*** Opening ENTRIES SUPPLIED ***
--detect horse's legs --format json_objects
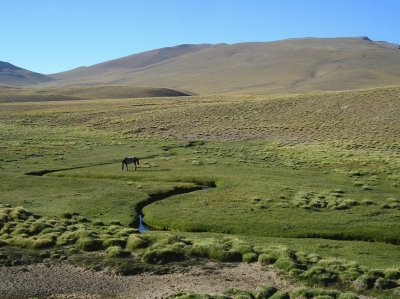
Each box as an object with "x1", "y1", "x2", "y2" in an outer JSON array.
[{"x1": 134, "y1": 162, "x2": 137, "y2": 171}]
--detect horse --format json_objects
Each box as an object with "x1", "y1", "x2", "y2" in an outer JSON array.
[{"x1": 122, "y1": 156, "x2": 140, "y2": 171}]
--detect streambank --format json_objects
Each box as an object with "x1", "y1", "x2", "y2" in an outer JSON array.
[{"x1": 134, "y1": 182, "x2": 216, "y2": 231}]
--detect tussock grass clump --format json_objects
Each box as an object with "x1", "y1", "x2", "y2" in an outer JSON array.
[
  {"x1": 253, "y1": 285, "x2": 278, "y2": 298},
  {"x1": 75, "y1": 237, "x2": 103, "y2": 251},
  {"x1": 384, "y1": 268, "x2": 400, "y2": 280},
  {"x1": 374, "y1": 277, "x2": 397, "y2": 289},
  {"x1": 102, "y1": 237, "x2": 127, "y2": 248},
  {"x1": 258, "y1": 254, "x2": 277, "y2": 265},
  {"x1": 142, "y1": 247, "x2": 184, "y2": 264},
  {"x1": 290, "y1": 288, "x2": 358, "y2": 299},
  {"x1": 114, "y1": 228, "x2": 139, "y2": 237},
  {"x1": 291, "y1": 190, "x2": 361, "y2": 211},
  {"x1": 243, "y1": 252, "x2": 258, "y2": 263},
  {"x1": 105, "y1": 246, "x2": 130, "y2": 258},
  {"x1": 300, "y1": 266, "x2": 339, "y2": 286},
  {"x1": 224, "y1": 288, "x2": 254, "y2": 298},
  {"x1": 168, "y1": 286, "x2": 359, "y2": 299},
  {"x1": 126, "y1": 234, "x2": 151, "y2": 250},
  {"x1": 275, "y1": 257, "x2": 299, "y2": 272},
  {"x1": 188, "y1": 241, "x2": 242, "y2": 262},
  {"x1": 360, "y1": 199, "x2": 374, "y2": 206}
]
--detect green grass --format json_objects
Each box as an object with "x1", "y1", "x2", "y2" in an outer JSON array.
[{"x1": 0, "y1": 87, "x2": 399, "y2": 298}]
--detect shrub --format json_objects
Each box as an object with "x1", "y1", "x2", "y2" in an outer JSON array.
[
  {"x1": 9, "y1": 207, "x2": 31, "y2": 220},
  {"x1": 224, "y1": 288, "x2": 254, "y2": 298},
  {"x1": 109, "y1": 220, "x2": 122, "y2": 226},
  {"x1": 268, "y1": 291, "x2": 289, "y2": 299},
  {"x1": 384, "y1": 268, "x2": 400, "y2": 280},
  {"x1": 62, "y1": 212, "x2": 72, "y2": 219},
  {"x1": 166, "y1": 293, "x2": 213, "y2": 299},
  {"x1": 343, "y1": 199, "x2": 358, "y2": 206},
  {"x1": 103, "y1": 238, "x2": 127, "y2": 248},
  {"x1": 105, "y1": 246, "x2": 130, "y2": 258},
  {"x1": 374, "y1": 277, "x2": 396, "y2": 289},
  {"x1": 360, "y1": 199, "x2": 374, "y2": 206},
  {"x1": 243, "y1": 252, "x2": 258, "y2": 263},
  {"x1": 291, "y1": 288, "x2": 340, "y2": 299},
  {"x1": 115, "y1": 260, "x2": 143, "y2": 276},
  {"x1": 337, "y1": 293, "x2": 359, "y2": 299},
  {"x1": 92, "y1": 220, "x2": 105, "y2": 226},
  {"x1": 339, "y1": 268, "x2": 363, "y2": 282},
  {"x1": 29, "y1": 221, "x2": 51, "y2": 235},
  {"x1": 76, "y1": 216, "x2": 90, "y2": 223},
  {"x1": 126, "y1": 235, "x2": 150, "y2": 250},
  {"x1": 32, "y1": 237, "x2": 56, "y2": 249},
  {"x1": 75, "y1": 238, "x2": 103, "y2": 251},
  {"x1": 300, "y1": 266, "x2": 338, "y2": 286},
  {"x1": 274, "y1": 258, "x2": 298, "y2": 272},
  {"x1": 115, "y1": 228, "x2": 139, "y2": 237},
  {"x1": 258, "y1": 254, "x2": 277, "y2": 265},
  {"x1": 190, "y1": 242, "x2": 242, "y2": 262},
  {"x1": 232, "y1": 242, "x2": 254, "y2": 255},
  {"x1": 253, "y1": 285, "x2": 277, "y2": 299},
  {"x1": 142, "y1": 247, "x2": 184, "y2": 264},
  {"x1": 57, "y1": 231, "x2": 81, "y2": 245},
  {"x1": 307, "y1": 254, "x2": 321, "y2": 264},
  {"x1": 352, "y1": 274, "x2": 374, "y2": 290},
  {"x1": 332, "y1": 203, "x2": 349, "y2": 210}
]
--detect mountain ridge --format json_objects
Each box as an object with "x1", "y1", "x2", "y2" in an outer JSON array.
[
  {"x1": 48, "y1": 37, "x2": 400, "y2": 94},
  {"x1": 1, "y1": 37, "x2": 400, "y2": 94},
  {"x1": 0, "y1": 61, "x2": 54, "y2": 86}
]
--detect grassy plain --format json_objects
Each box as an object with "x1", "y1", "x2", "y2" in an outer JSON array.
[{"x1": 1, "y1": 87, "x2": 400, "y2": 297}]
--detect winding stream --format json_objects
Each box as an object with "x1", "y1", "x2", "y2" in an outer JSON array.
[
  {"x1": 136, "y1": 183, "x2": 215, "y2": 232},
  {"x1": 25, "y1": 167, "x2": 216, "y2": 232}
]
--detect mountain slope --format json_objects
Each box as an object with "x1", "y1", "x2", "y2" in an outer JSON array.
[
  {"x1": 0, "y1": 62, "x2": 54, "y2": 86},
  {"x1": 50, "y1": 37, "x2": 400, "y2": 94},
  {"x1": 53, "y1": 44, "x2": 224, "y2": 85}
]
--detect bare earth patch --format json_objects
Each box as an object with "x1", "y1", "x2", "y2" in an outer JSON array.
[{"x1": 0, "y1": 262, "x2": 299, "y2": 299}]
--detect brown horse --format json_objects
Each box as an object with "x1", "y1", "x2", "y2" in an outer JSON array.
[{"x1": 122, "y1": 156, "x2": 140, "y2": 171}]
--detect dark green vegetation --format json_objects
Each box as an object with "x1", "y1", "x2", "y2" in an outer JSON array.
[
  {"x1": 168, "y1": 285, "x2": 361, "y2": 299},
  {"x1": 1, "y1": 86, "x2": 399, "y2": 298},
  {"x1": 0, "y1": 85, "x2": 191, "y2": 103}
]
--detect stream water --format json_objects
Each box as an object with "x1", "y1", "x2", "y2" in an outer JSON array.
[
  {"x1": 138, "y1": 214, "x2": 150, "y2": 232},
  {"x1": 138, "y1": 186, "x2": 213, "y2": 232}
]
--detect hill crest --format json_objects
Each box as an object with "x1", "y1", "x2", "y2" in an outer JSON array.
[
  {"x1": 0, "y1": 61, "x2": 54, "y2": 86},
  {"x1": 48, "y1": 37, "x2": 400, "y2": 94}
]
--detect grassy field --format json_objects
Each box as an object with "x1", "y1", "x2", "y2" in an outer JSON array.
[{"x1": 1, "y1": 87, "x2": 399, "y2": 298}]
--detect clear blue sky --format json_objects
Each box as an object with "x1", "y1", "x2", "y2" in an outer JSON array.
[{"x1": 1, "y1": 0, "x2": 398, "y2": 74}]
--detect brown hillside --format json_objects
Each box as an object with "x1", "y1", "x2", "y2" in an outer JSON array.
[
  {"x1": 0, "y1": 62, "x2": 54, "y2": 86},
  {"x1": 49, "y1": 38, "x2": 400, "y2": 94}
]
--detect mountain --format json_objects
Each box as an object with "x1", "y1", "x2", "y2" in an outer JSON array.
[
  {"x1": 50, "y1": 37, "x2": 400, "y2": 94},
  {"x1": 0, "y1": 61, "x2": 54, "y2": 86}
]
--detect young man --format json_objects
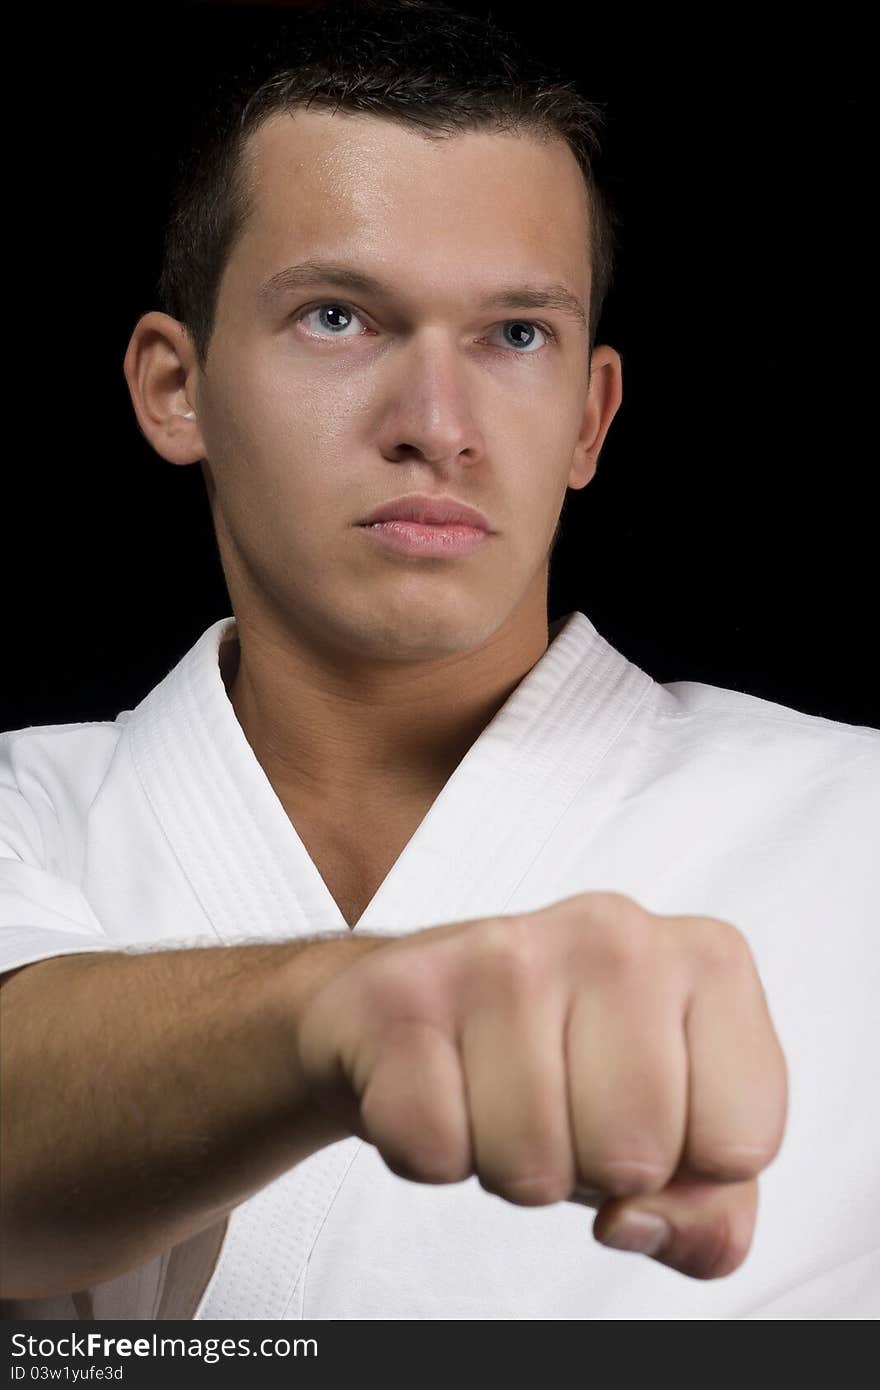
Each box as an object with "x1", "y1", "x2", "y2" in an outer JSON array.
[{"x1": 1, "y1": 0, "x2": 877, "y2": 1320}]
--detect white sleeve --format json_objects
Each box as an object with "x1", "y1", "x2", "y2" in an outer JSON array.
[{"x1": 0, "y1": 736, "x2": 116, "y2": 976}]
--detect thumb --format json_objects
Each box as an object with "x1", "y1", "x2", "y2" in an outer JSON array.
[{"x1": 589, "y1": 1174, "x2": 760, "y2": 1280}]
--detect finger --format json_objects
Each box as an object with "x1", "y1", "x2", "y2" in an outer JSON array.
[
  {"x1": 568, "y1": 1185, "x2": 604, "y2": 1209},
  {"x1": 460, "y1": 984, "x2": 573, "y2": 1205},
  {"x1": 565, "y1": 972, "x2": 688, "y2": 1196},
  {"x1": 683, "y1": 929, "x2": 788, "y2": 1181},
  {"x1": 592, "y1": 1173, "x2": 760, "y2": 1280},
  {"x1": 359, "y1": 1020, "x2": 473, "y2": 1184}
]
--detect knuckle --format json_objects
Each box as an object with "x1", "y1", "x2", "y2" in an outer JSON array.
[
  {"x1": 583, "y1": 890, "x2": 639, "y2": 918},
  {"x1": 691, "y1": 1141, "x2": 777, "y2": 1182},
  {"x1": 589, "y1": 913, "x2": 655, "y2": 978},
  {"x1": 482, "y1": 1167, "x2": 573, "y2": 1207},
  {"x1": 677, "y1": 1207, "x2": 753, "y2": 1281},
  {"x1": 587, "y1": 1157, "x2": 669, "y2": 1198},
  {"x1": 364, "y1": 1096, "x2": 468, "y2": 1185},
  {"x1": 695, "y1": 918, "x2": 754, "y2": 976},
  {"x1": 722, "y1": 1203, "x2": 757, "y2": 1274},
  {"x1": 415, "y1": 1148, "x2": 472, "y2": 1185},
  {"x1": 471, "y1": 916, "x2": 539, "y2": 994},
  {"x1": 366, "y1": 954, "x2": 445, "y2": 1024},
  {"x1": 384, "y1": 1146, "x2": 470, "y2": 1186},
  {"x1": 767, "y1": 1086, "x2": 789, "y2": 1162}
]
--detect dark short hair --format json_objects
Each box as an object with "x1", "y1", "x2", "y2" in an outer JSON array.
[{"x1": 157, "y1": 0, "x2": 620, "y2": 373}]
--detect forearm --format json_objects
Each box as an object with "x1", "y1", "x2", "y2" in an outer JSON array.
[{"x1": 0, "y1": 934, "x2": 387, "y2": 1298}]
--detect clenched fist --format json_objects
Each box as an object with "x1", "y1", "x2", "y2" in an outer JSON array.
[{"x1": 296, "y1": 891, "x2": 788, "y2": 1280}]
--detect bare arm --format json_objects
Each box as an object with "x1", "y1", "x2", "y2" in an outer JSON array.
[
  {"x1": 2, "y1": 892, "x2": 788, "y2": 1298},
  {"x1": 0, "y1": 934, "x2": 388, "y2": 1299}
]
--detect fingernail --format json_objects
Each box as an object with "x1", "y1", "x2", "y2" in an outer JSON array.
[{"x1": 599, "y1": 1210, "x2": 671, "y2": 1256}]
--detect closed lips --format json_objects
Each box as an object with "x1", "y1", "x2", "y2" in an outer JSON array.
[{"x1": 358, "y1": 495, "x2": 491, "y2": 530}]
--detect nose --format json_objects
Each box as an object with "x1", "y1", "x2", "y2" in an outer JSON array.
[{"x1": 374, "y1": 330, "x2": 487, "y2": 470}]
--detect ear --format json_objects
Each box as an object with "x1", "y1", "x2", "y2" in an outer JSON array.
[
  {"x1": 568, "y1": 345, "x2": 624, "y2": 490},
  {"x1": 122, "y1": 311, "x2": 206, "y2": 466}
]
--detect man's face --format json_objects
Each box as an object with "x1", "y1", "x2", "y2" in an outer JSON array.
[{"x1": 190, "y1": 109, "x2": 615, "y2": 663}]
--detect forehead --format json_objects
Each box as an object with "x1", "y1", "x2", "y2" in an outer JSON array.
[{"x1": 230, "y1": 108, "x2": 591, "y2": 300}]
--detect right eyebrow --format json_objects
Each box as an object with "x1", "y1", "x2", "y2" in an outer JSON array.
[{"x1": 256, "y1": 258, "x2": 588, "y2": 331}]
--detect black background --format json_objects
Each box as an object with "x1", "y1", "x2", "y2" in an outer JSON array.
[{"x1": 4, "y1": 1, "x2": 876, "y2": 731}]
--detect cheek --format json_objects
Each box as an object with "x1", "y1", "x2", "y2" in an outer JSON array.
[
  {"x1": 253, "y1": 356, "x2": 367, "y2": 464},
  {"x1": 208, "y1": 363, "x2": 345, "y2": 498},
  {"x1": 504, "y1": 426, "x2": 574, "y2": 515}
]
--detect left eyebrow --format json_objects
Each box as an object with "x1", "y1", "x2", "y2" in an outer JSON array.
[{"x1": 256, "y1": 259, "x2": 588, "y2": 331}]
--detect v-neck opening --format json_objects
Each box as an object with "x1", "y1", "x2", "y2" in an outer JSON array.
[
  {"x1": 220, "y1": 611, "x2": 593, "y2": 932},
  {"x1": 126, "y1": 609, "x2": 655, "y2": 948}
]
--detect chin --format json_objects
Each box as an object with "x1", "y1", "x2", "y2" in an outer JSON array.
[{"x1": 340, "y1": 602, "x2": 499, "y2": 662}]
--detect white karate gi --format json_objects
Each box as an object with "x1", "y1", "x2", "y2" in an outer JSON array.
[{"x1": 1, "y1": 611, "x2": 878, "y2": 1319}]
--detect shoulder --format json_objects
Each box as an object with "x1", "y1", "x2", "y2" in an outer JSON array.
[
  {"x1": 655, "y1": 676, "x2": 878, "y2": 759},
  {"x1": 0, "y1": 717, "x2": 130, "y2": 865},
  {"x1": 640, "y1": 678, "x2": 879, "y2": 834}
]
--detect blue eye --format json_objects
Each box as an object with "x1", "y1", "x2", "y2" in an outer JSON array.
[
  {"x1": 295, "y1": 302, "x2": 553, "y2": 352},
  {"x1": 497, "y1": 321, "x2": 548, "y2": 353},
  {"x1": 300, "y1": 303, "x2": 362, "y2": 335}
]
*** Closing ENTRIES SUPPLIED ***
▸ **PROBLEM DESCRIPTION**
Copy out each line in the listing that has the word "horse".

▸ **TASK RESPONSE**
--detect horse's legs --format json_objects
--detect horse --format json_objects
--detect brown horse --format json_objects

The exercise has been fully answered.